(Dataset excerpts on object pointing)
'''
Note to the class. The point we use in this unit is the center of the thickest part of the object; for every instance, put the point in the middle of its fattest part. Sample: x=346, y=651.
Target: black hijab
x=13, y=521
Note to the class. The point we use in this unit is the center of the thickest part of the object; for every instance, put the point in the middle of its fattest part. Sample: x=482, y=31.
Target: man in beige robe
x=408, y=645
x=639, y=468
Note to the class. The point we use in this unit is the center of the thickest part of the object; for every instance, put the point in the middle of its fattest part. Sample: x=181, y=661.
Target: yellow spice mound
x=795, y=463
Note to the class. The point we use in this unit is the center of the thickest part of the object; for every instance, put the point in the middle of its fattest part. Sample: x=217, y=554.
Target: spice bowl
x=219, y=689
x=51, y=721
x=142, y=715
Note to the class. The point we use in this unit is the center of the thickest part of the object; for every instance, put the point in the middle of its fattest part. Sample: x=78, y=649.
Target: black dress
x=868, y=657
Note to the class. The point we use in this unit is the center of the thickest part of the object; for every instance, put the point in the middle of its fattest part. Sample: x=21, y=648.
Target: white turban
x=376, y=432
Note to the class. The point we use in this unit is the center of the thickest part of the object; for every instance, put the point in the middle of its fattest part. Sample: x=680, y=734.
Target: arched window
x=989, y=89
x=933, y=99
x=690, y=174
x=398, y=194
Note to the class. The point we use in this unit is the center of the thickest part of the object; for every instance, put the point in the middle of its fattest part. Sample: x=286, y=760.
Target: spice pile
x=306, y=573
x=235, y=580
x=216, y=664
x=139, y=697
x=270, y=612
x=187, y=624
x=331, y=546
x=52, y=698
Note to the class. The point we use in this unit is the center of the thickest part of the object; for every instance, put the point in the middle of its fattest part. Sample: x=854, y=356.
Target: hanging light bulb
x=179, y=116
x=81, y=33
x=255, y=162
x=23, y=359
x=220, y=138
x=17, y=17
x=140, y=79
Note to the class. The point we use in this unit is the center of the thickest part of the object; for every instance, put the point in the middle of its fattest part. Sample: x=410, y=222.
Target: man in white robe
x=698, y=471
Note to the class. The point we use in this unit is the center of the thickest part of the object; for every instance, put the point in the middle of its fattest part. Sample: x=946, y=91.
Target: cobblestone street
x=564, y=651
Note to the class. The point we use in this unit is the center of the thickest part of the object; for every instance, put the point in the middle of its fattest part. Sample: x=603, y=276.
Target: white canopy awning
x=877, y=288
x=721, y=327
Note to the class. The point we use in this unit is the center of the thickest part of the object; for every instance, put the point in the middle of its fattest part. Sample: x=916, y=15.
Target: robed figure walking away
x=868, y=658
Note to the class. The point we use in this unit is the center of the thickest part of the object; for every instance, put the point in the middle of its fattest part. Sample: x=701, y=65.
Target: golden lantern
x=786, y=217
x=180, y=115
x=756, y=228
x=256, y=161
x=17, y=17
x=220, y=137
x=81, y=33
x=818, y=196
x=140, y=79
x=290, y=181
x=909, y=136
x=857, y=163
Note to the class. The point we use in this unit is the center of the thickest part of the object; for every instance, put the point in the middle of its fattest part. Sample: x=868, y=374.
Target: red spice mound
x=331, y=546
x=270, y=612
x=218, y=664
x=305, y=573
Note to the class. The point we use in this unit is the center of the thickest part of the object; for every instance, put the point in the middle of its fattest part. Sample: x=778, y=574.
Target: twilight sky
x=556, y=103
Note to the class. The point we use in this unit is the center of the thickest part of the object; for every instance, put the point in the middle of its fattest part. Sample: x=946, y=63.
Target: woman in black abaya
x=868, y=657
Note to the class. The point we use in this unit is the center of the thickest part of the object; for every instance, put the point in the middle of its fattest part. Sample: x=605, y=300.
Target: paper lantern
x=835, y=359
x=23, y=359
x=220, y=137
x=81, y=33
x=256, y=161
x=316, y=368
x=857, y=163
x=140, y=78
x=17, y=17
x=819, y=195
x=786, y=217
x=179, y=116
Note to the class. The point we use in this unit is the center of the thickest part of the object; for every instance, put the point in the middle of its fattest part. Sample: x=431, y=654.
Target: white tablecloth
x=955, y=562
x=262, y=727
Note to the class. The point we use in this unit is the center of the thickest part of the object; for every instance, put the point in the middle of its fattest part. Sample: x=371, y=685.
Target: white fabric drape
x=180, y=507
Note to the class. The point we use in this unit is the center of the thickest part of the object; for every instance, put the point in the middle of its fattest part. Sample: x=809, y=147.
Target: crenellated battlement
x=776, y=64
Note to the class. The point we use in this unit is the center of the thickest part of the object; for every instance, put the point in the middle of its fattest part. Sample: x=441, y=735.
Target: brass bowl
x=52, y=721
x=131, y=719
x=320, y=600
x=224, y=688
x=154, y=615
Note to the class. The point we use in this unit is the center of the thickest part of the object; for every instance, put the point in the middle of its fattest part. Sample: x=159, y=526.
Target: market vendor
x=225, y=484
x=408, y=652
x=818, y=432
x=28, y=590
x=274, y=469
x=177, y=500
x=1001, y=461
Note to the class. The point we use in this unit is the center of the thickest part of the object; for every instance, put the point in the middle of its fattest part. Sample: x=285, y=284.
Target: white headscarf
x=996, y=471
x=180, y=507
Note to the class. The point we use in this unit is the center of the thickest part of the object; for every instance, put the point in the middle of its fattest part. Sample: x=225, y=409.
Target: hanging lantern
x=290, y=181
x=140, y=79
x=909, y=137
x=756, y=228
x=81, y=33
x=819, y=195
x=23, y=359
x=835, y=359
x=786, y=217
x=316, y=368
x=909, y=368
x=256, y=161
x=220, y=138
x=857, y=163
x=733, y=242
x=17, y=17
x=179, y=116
'''
### TASK TO CARRY OUT
Add -28 to every coordinate in the answers and give the lines again, requests included, starting at the line that contains "Sample: x=78, y=649." and ending at the line that contains "x=698, y=471".

### THE RESULT
Note to the class. The point we use in this unit is the center of the thickest part of the object; for every instance, put the point in the middle of its fattest part. Sample: x=78, y=649.
Target: black dress
x=840, y=629
Note to the class. The point we use in this unit is the center of the thickest part of the object; for every instance, put the point in the middle of its fattest part. Sample: x=21, y=648.
Target: white turban
x=348, y=404
Note to the class. The point we use in this unit is the center of the thickest part of the object; for every instance, put the point in the middle of its fattest part. Sample: x=680, y=734.
Target: arched window
x=961, y=61
x=905, y=71
x=662, y=146
x=370, y=166
Note to the class. The point we use in this unit is the center of the thickest part of the object; for every instance, put the point in the middle of its fattest part. Sample: x=286, y=760.
Target: spice pile
x=278, y=545
x=207, y=552
x=188, y=636
x=111, y=669
x=242, y=584
x=159, y=596
x=303, y=518
x=24, y=670
Note to the class. The point we use in this unit is the center of the thickest part of the object; for every instance, put the point in the middle of its fattest part. Sample: x=854, y=356.
Target: hanging light bulb
x=151, y=88
x=53, y=5
x=227, y=134
x=-5, y=331
x=192, y=110
x=-11, y=-11
x=112, y=51
Note to the class. The point we use in this unit is the center of the thickest part of the object; for every instance, put the point in the middle of its fattest part. Sample: x=410, y=222.
Target: man in white robe
x=670, y=443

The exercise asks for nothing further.